* _Brano_
Armi, armi e ancora armi. È la litania del momento, ripetuta nelle cancellerie di mezzo mondo. I nuovi scenari geopolitici, si dice, impongono di ripensare, naturalmente verso l’alto, gli stanziamenti per la difesa. Sì, ma di quanto? Secondo un’analisi degli economisti Bloomberg, per i soli paesi del G7 (quindi inclusa l’Italia), una cifra di 10mila miliardi di dollari in dieci anni non è campata per aria. Rimane però astronomica, se si considera che la spesa globale annuale odierna è di 2.200 miliardi di dollari. Bloomberg ipotizza che la spesa possa tornare sui valori che si riscontravano in piena guerra fredda, ossia intorno al 4% del Pil. Il doppio rispetto a quanto chiesto dalla Nato ai suoi membri come obiettivo minimo. Oggi a spendere più del 4% è solo la Russia che destina ad armi ed esercito il 4,4% del suo prodotto interno. Seguono gli Usa con il 3,3% e poi la Corea del Sud (2,8%), la Gran Bretagna (2,6%) e l’Iran (2,2%). Francia e Germania sono all’1,6%. La Cina, seppur in forte crescita, si ferma all’1,3%. Meno dell’Italia (1,5%) e poco più della Spagna (1,2%). Naturalmente le cifre in valore assoluto definiscono una graduatoria differente. L’1,3% del Pil cinese, per intenderci, sono circa 200 miliardi di dollari, l’1,5% dell’Italia equivale a 30 miliardi.
Naturalmente, un impegno di questo tipo, si tradurrebbe in un sensibile aumento dei debiti pubblici, soprattutto per quei paesi in cui la spesa è oggi più bassa. Vale a dire Italia e Spagna. Nell’ipotesi di un aumento del budget fino al 2% del Pil, il debito italiano è stimato salire fino al 154% del Pil nei prossimi 10 anni. Nell’ipotesi estrema di un budget al 4%, il nostro debito sfiorerebbe il 180%. Anche gli Stati Uniti vedrebbero il loro debito salire ben al di sopra del 130%. Ma, all’improvviso, se si parla di armi, non sembra più essere un problema. “Non prevedo una crisi fiscale innescata da un’elevata spesa per la difesa”, dice a Bloomberg Simon Johnson del Massachusetts Institute of Technology, ex capo economista del Fondo monetario internazionale. “Ma mi preoccupa molto di più una crisi di sicurezza nazionale causata dalla mancata difesa del Paese”. Joe Biden sposa questa lettura. L’amministrazione americana si appresta a chiedere un aumento dell’1% per un budget militare che è già di gran lunga il più alto al mondo in valore assoluto. Matthew Kroenig del Consiglio Atlantico afferma che potrebbe essere necessario raddoppiarlo in percentuale del Pil, quindi arrivare ad un impressionante 6,6%. “Gli Stati Uniti non sono neanche lontanamente dove dovrebbero essere”, ha detto.

(Voci salvate)
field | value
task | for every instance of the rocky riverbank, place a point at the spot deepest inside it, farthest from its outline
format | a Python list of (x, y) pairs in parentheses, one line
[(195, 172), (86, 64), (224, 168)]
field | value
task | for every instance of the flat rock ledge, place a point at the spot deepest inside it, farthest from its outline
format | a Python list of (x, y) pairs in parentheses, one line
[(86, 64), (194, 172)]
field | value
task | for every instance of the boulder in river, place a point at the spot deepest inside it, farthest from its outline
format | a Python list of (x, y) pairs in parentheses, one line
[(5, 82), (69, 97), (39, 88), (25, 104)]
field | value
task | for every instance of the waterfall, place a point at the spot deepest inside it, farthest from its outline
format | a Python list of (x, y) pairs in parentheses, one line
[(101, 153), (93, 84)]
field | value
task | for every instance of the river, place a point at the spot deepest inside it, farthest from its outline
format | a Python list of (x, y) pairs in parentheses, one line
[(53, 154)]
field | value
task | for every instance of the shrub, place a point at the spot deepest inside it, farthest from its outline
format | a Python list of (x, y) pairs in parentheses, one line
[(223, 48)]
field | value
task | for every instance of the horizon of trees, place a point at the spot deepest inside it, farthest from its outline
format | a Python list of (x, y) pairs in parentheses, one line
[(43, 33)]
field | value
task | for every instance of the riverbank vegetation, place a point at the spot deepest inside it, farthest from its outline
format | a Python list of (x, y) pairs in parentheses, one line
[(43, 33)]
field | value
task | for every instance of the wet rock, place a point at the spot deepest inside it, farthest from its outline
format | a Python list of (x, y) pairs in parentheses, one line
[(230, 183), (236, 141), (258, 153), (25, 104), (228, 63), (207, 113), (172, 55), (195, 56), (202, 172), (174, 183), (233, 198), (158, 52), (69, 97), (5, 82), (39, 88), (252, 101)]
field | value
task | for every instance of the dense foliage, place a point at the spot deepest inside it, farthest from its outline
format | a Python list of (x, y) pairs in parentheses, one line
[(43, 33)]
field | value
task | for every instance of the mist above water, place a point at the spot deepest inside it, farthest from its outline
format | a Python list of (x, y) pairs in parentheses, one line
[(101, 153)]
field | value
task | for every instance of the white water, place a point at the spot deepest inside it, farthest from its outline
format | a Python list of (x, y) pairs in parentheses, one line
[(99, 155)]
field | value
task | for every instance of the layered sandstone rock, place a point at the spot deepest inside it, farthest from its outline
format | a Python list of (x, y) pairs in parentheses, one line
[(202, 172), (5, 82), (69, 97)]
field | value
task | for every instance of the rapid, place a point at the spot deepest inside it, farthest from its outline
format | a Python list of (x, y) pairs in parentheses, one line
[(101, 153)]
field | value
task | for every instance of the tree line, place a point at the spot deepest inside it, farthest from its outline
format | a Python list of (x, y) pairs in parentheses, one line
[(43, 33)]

* _Consegna 1_
Secondo il brano, quale quota del proprio Pil destina oggi la Russia ad armi ed esercito?
* _Consegna 2_
Elenca tutte le persone nominate per nome nel brano.

* _Risposta scritta 1_
Il 4,4% del suo prodotto interno.

* _Risposta scritta 2_
Simon Johnson, Joe Biden, Matthew Kroenig